Aufgabenstellung
Schreibe alle folgenden Datensätze Zeile für Zeile wortgetreu ab. Die Bildverweise lässt du dabei weg.

Übungsmaterial
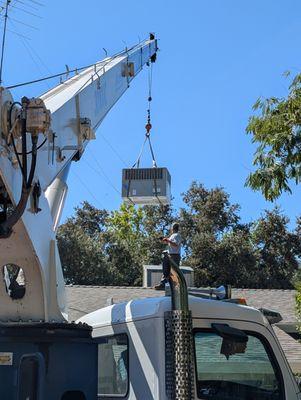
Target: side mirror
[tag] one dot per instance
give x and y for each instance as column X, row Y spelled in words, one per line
column 234, row 340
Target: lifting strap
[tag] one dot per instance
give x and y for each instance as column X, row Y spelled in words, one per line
column 147, row 138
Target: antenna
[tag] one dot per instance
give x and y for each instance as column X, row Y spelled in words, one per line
column 3, row 38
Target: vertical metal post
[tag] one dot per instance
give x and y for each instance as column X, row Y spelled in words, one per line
column 178, row 336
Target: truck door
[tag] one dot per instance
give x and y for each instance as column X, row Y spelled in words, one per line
column 255, row 371
column 31, row 377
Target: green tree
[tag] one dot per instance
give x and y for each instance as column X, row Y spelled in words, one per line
column 81, row 243
column 276, row 130
column 262, row 254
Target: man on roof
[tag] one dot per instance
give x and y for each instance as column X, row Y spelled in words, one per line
column 174, row 250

Ergebnis
Target: side mirror
[tag] one dot per instance
give x and y for each instance as column X, row Y spelled in words, one per line
column 234, row 340
Target: lifting strap
[tag] one dot per instance
give x and y for each instance as column X, row Y spelled in words, one per line
column 147, row 138
Target: antenna
[tag] one dot per instance
give x and y for each instance as column X, row Y spelled in words, one per line
column 3, row 38
Target: vertical metal post
[tag] one dot per instance
give x and y for each instance as column X, row Y spelled in words, one per line
column 178, row 336
Target: truck door
[tag] one dot per instance
give x and y for each instance as column X, row Y spelled in words, one per line
column 255, row 371
column 31, row 377
Target: green tree
[tag] one dot per instance
give x and y for each instance as column X, row Y spelled in words, one per line
column 81, row 243
column 276, row 130
column 262, row 254
Target: man on roof
[tag] one dot per instance
give x and y for each instance as column X, row Y spelled in words, one per line
column 174, row 250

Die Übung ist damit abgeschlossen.